Exercise goal: Identify the line in which "Query: spoon handle" appears, then reproduce that line and all remaining lines of the records word for word.
:: Provided records
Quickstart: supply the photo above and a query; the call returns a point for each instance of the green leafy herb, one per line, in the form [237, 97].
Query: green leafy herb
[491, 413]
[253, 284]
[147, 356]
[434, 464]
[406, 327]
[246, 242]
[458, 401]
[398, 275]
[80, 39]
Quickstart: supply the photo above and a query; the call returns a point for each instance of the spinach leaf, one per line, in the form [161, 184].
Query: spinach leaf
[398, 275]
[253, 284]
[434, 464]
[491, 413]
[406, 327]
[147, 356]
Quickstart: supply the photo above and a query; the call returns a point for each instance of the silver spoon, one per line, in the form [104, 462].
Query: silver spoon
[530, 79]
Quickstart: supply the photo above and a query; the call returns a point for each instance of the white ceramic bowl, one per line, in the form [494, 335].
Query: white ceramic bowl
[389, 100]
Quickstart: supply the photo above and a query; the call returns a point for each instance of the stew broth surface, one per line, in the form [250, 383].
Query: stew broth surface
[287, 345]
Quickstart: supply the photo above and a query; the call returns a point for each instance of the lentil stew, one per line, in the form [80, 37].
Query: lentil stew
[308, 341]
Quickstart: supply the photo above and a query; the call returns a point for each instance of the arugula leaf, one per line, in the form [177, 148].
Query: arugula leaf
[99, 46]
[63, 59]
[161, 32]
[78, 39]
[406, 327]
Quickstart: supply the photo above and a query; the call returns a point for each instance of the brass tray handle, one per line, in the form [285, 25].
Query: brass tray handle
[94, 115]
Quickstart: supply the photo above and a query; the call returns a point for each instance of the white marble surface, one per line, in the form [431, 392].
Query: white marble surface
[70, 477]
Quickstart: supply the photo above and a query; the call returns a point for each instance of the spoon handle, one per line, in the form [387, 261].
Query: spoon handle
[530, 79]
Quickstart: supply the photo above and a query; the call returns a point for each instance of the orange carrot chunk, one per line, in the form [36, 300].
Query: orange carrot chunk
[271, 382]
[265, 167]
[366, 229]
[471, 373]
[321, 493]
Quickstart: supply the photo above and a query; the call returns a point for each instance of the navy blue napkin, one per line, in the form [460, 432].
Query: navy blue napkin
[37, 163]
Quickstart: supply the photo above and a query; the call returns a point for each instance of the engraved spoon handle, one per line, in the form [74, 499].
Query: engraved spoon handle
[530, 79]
::::
Response to this task:
Query: spoon handle
[530, 79]
Quickstart: supply the photo above and a query; the call returns a point for each instance of the orange carrot chunk, one per line, in the form [36, 300].
Query: orange carrot chunk
[271, 382]
[265, 167]
[366, 229]
[471, 373]
[321, 493]
Quickstart: supply the photo above and a query; the call returns a point for each instance of the navy blue napkin, one per line, in the form [460, 432].
Query: navy blue napkin
[37, 163]
Quickstart: supply the photo above and a query; the call returns a point for each instance of the engraved spoon handle, one per line, in the form [74, 499].
Query: engraved spoon handle
[530, 79]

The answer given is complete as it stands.